■ What this task involves
Write the data out again, matching every line exactly.

*** Dataset excerpts

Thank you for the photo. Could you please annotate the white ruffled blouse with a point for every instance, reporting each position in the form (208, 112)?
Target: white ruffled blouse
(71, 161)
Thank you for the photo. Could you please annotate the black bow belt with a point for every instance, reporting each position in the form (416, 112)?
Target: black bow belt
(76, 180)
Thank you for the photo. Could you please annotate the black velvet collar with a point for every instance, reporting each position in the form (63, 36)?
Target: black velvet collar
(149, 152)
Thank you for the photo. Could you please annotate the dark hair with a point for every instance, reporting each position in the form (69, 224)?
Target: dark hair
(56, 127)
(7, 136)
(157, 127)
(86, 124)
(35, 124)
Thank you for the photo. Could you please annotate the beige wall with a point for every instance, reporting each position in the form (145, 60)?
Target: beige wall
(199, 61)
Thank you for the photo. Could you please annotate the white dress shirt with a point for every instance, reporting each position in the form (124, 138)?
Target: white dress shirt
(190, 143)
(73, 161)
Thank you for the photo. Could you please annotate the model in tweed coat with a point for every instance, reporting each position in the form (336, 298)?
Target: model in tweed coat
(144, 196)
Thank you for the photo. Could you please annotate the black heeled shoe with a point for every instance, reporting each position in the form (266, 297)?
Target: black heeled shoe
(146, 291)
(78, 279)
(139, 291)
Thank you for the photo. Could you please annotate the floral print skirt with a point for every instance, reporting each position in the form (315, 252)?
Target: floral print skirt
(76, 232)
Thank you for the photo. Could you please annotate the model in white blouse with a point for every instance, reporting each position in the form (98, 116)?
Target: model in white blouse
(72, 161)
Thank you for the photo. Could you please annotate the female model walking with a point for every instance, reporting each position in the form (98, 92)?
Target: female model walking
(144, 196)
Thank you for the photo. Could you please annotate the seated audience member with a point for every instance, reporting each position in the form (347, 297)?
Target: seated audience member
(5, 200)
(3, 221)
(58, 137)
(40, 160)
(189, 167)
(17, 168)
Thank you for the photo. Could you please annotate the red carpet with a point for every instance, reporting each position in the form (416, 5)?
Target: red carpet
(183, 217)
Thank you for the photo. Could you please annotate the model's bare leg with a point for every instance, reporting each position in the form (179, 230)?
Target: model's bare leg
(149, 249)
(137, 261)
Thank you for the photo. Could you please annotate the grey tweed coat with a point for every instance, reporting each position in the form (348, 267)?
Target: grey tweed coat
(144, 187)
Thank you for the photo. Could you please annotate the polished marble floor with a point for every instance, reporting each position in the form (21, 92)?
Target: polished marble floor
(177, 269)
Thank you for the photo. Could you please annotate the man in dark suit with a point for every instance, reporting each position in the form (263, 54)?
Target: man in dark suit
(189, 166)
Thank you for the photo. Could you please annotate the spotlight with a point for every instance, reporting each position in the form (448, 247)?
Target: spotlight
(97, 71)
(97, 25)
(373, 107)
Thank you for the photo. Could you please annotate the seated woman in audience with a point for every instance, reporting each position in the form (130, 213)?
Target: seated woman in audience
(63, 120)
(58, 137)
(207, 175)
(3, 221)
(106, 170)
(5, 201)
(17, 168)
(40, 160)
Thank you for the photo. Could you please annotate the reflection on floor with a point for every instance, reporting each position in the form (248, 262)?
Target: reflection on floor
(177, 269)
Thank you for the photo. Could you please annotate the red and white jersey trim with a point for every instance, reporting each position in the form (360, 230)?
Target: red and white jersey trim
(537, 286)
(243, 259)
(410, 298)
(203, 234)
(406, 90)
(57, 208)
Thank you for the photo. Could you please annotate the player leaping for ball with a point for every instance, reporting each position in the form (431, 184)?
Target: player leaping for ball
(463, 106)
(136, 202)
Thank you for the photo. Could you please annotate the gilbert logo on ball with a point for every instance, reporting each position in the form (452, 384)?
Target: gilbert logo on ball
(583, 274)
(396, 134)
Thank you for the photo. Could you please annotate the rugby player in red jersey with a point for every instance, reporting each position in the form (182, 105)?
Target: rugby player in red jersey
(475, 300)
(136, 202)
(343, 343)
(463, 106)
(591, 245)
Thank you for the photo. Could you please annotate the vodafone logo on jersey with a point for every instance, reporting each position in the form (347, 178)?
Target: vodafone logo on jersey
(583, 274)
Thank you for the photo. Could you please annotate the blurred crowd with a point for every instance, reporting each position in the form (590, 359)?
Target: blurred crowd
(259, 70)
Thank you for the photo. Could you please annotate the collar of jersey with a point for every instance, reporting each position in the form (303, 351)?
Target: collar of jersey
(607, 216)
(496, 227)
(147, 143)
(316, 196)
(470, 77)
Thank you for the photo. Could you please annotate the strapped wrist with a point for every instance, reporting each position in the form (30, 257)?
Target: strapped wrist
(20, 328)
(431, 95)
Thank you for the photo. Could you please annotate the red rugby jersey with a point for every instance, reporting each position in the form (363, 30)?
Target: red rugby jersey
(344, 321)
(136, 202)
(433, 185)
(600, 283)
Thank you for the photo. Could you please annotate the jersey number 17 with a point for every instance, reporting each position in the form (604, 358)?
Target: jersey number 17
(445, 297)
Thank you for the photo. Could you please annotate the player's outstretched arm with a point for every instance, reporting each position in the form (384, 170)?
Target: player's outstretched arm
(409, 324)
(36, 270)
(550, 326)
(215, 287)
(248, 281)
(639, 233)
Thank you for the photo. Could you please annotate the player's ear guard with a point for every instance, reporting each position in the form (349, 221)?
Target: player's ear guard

******

■ Task response
Thank you for the photo. Could you please annotate the white ruffled blouse with a point for every instance, reporting each position in the form (208, 112)?
Target: white ruffled blouse
(71, 161)
Thank you for the photo. Could you please annotate the black bow belt with a point for every instance, reporting each position in the form (416, 112)?
Target: black bow belt
(76, 180)
Thank you for the photo. Could you please annotate the black velvet collar with a point for every instance, reporting each position in the form (63, 36)?
Target: black velvet collar
(149, 152)
Thank you for the photo. Could you please annotate the dark hair with a point for every instance, reporting each position in the form (69, 224)?
Target: dark hair
(56, 127)
(7, 136)
(157, 127)
(86, 124)
(35, 124)
Thank you for the photo. Could you please annotate the beige wall with a point for every instance, reporting each position in the form (145, 60)?
Target: beige wall
(199, 61)
Thank you for the photo. Could you please annotate the white dress shirt with a point for every instance, reporting each position in the form (124, 138)?
Target: white dress shirt
(190, 143)
(73, 161)
Thank you for the photo. Could you please annotate the model in tweed coat with a point for every instance, reporting each position in the form (336, 298)?
Target: model in tweed coat
(144, 196)
Thank you for the photo. Could you please annotate the black heeled shoe with a point for every instance, reporting each position in the form (266, 297)?
Target: black heeled shoe
(146, 291)
(78, 279)
(139, 291)
Thank you for the photo. Could you please annotate the floral print skirt with a point for every instance, reporting each position in the form (315, 252)?
Target: floral print skirt
(76, 232)
Thank you for the photo. Could you please annotate the model in white blouse with a point for every instance, reporting each position in the form (98, 116)?
Target: model in white blouse
(72, 161)
Thank you for the photo. Could you please annotate the female model walking with a point for every instance, reporting each position in the form (98, 92)?
Target: female model walking
(144, 196)
Thank you for the photo. Could you please annotate the seated audience member with a point for every instance, reporting each position in the form (347, 297)?
Target: seated audience member
(5, 200)
(3, 221)
(58, 137)
(40, 160)
(189, 167)
(17, 168)
Thank you for the photo. Could you please annotate the red carpet with a point for every instance, reporting each position in the form (416, 5)?
Target: red carpet
(183, 217)
Thank you for the photo. Could you please annotate the model's bare leg with a point for every instance, reporting each position in the form (179, 230)?
Target: model's bare leg
(149, 249)
(137, 261)
Thank you for the photo. Could you please annotate the grey tweed coat with a point for every instance, reporting each position in the form (348, 267)?
Target: grey tweed coat
(144, 187)
Thank you for the photo. Could you please annotate the polished marble floor with a point for every instance, reporting each position in the form (21, 92)?
Target: polished marble floor
(177, 269)
Thank you for the photo. Could you please annotate the man in dark suit with a point for every instance, reporting each position in the form (263, 54)?
Target: man in dark suit
(189, 166)
Thank you for the photo. Could you please annotate the spotlight with a point for every instance, reporting each position in the form (448, 247)?
Target: spotlight
(97, 71)
(97, 25)
(373, 107)
Thank you for the photo. Could you please annotate the seated woman in audience with a point for every instance, reporting each position in the form (130, 213)?
Target: seated woman in audience
(63, 120)
(58, 137)
(207, 175)
(3, 221)
(106, 170)
(5, 201)
(17, 168)
(40, 160)
Thank you for the photo. Could you please annotate the reflection on floor with a point for every instance, reporting each position in the form (248, 262)?
Target: reflection on floor
(177, 269)
Thank you for the photo. Could you please annotate the red and white jersey trim with a point for every instance, reporting each position in the form (360, 230)?
Target: red and white jersey trim
(537, 286)
(243, 259)
(410, 298)
(203, 234)
(406, 90)
(57, 208)
Thank you for the photo. Could you please annotate the player leaping for ball with a point for every instance, reporting each position in the form (431, 184)?
Target: player leaping for ball
(463, 106)
(136, 202)
Thank you for the photo. Could you please annotate the gilbert logo on ball with a point for every instance, reporting each position in the form (452, 384)?
Target: gilbert logo on ball
(583, 274)
(396, 134)
Thank you for the photo. Could you please annotate the rugby player in red jersey with a point for every instance, reporting each position in the form (182, 105)?
Target: rugby player in red jersey
(475, 300)
(136, 202)
(343, 343)
(463, 106)
(591, 245)
Thank you for the photo. Could you please annotate the vodafone logo on jersey with a point for every instance, reporting each position in the form (347, 178)?
Target: vodafone logo on jersey
(583, 274)
Thank you for the photo. Could you please annotate the blurred crowd with a point for every instance, reporting each position in the form (590, 359)?
Target: blurred crowd
(259, 70)
Thank you for the photo. Could you please annotate the collar of jersey with a point for every instance, reporting each position in the form (303, 351)?
Target: collar of jersey
(607, 216)
(496, 227)
(147, 143)
(316, 196)
(470, 77)
Thank you for the photo. Could you please annotate the strapped wrist with a point for every instance, reporting each position in the form (30, 257)?
Target: strapped wrist
(20, 328)
(431, 95)
Thank you for the photo. Could you please annotate the red rugby jersey with a point for every instance, reporting each position in the form (363, 30)?
Target: red rugby jersey
(344, 321)
(136, 202)
(433, 185)
(600, 283)
Thank you for the photo. Could you please annotate the jersey number 17 with a point for every instance, reporting each position in the form (604, 358)?
Target: jersey number 17
(445, 297)
Thank you for the photo. Could you please annotate the player's outstretched arm with a point for every instance, reporting each position in the form (384, 170)?
Target: player's outstretched arm
(409, 324)
(36, 270)
(550, 326)
(215, 287)
(248, 281)
(639, 233)
Thank you for the photo. Could you please annotate the player's ear guard with a point for every instance, reporting each position in the form (349, 221)?
Target: player's ear guard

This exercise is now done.